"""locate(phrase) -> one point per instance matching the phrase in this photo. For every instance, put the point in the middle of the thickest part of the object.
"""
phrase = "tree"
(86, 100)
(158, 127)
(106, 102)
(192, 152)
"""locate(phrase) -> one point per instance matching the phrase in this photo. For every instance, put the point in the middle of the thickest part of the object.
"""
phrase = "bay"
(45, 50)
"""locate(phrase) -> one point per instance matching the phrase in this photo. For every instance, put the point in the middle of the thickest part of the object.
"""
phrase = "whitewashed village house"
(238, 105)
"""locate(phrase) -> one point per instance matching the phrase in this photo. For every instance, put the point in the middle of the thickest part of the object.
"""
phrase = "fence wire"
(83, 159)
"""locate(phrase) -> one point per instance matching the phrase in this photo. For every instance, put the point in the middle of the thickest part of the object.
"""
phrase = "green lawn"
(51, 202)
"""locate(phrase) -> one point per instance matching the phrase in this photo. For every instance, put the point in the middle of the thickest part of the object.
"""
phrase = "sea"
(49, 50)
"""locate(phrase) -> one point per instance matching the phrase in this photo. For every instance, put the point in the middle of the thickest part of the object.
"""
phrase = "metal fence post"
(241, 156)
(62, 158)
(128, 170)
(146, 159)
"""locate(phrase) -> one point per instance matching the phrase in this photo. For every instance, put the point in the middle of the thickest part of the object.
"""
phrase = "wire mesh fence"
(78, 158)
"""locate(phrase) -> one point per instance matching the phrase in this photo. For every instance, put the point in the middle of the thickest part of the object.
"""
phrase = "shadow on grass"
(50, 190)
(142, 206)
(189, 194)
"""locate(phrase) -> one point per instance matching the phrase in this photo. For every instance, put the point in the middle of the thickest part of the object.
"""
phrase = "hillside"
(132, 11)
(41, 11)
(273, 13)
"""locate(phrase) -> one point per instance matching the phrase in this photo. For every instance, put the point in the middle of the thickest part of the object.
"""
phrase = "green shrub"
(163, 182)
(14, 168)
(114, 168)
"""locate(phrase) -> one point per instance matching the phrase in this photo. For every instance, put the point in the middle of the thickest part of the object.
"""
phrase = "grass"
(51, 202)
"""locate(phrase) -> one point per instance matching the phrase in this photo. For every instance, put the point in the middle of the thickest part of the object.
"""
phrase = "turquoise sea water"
* * *
Return the material exactly as it stands.

Output of the task
"""locate(phrase) -> one point per instance matching the phrase in this photo. For every instance, put the point in the middle of the thickest part of the object.
"""
phrase = "tree"
(86, 100)
(158, 127)
(106, 102)
(192, 152)
"""locate(phrase) -> one point per instance matching the phrase in this photo. For every instance, put the point in the middle of the thickest part of the object.
"""
phrase = "bay"
(45, 50)
"""locate(phrase) -> one point per instance matching the phrase in this photo. For every instance, put the point in the middle of the thickest part of the object.
"""
phrase = "whitewashed village house"
(238, 105)
"""locate(phrase) -> one point per instance matching the phrase in this photo. For every instance, put the point in the middle of the thickest part of the object.
"""
phrase = "fence wire"
(83, 159)
"""locate(phrase) -> one point per instance matching the phrase in this photo. For every instance, put the point in the middle of the thickest part of the object.
"""
phrase = "green lawn"
(51, 202)
"""locate(phrase) -> one point per instance matching the phrase in this photo. For every instance, put the point in the middle of the thickest part of the object.
"""
phrase = "sea"
(49, 50)
"""locate(phrase) -> one point per instance matching the phrase in this photo. For every instance, put the point in the middle of the thickest part of the object.
"""
phrase = "metal fence post"
(241, 156)
(62, 158)
(128, 170)
(146, 159)
"""locate(phrase) -> one point per instance matching the phrase in this photo. For every instance, put the point in the middle of the thickest part of the object.
"""
phrase = "wire mesh fence"
(78, 158)
"""locate(phrase) -> one point per instance matching the phrase in this photo. For every instance, put the point in the middle of the thickest part of the object.
"""
phrase = "shadow on grass"
(50, 190)
(142, 206)
(189, 194)
"""locate(phrase) -> one point per instance matching the phrase in this photo. For every instance, put the point in the middle of the thickest part of the object.
"""
phrase = "hillside"
(132, 11)
(41, 11)
(273, 13)
"""locate(phrase) -> one point per instance matching the phrase in this photo. For every instance, put the point in the middle of the thickest part of the object.
"""
phrase = "green shrub"
(163, 182)
(14, 168)
(114, 168)
"""locate(phrase) -> one point per instance matching the phrase in this photo. For every instance, put the point in the middle of the thickest part of the object.
"""
phrase = "grass"
(51, 202)
"""locate(phrase) -> one point per instance matching the phrase in this photo. For every instance, put the point in the middle of the thickest part of the object.
"""
phrase = "turquoise sea water"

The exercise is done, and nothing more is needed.